TASK GOAL |
Count how many lines of the records contain the string "hilltop" with case taken into account, and reply with that number alone.

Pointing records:
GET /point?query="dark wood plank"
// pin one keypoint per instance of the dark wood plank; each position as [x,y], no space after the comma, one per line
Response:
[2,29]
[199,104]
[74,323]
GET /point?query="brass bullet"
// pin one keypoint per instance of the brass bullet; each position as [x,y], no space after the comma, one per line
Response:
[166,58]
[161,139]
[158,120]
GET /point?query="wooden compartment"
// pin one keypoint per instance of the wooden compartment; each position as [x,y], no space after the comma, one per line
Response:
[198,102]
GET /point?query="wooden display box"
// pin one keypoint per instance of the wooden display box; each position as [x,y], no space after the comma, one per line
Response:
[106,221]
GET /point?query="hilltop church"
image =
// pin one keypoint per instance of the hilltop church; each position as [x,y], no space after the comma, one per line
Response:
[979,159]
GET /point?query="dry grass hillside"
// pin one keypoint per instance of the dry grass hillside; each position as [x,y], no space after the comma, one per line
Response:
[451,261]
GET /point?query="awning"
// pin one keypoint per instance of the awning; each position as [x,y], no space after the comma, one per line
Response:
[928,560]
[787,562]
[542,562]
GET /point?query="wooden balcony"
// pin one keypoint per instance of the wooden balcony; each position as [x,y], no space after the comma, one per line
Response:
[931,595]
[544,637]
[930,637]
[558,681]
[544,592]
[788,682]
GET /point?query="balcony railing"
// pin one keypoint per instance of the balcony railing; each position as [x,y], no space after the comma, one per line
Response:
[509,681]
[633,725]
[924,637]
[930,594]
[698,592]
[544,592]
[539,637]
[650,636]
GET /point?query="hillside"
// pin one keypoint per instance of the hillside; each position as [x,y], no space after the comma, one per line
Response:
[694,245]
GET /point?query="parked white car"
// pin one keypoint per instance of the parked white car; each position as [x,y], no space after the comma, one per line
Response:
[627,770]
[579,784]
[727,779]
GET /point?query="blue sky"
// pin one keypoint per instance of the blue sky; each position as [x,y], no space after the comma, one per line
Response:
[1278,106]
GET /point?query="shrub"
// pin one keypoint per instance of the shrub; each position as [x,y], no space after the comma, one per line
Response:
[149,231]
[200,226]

TASK SOLUTION |
2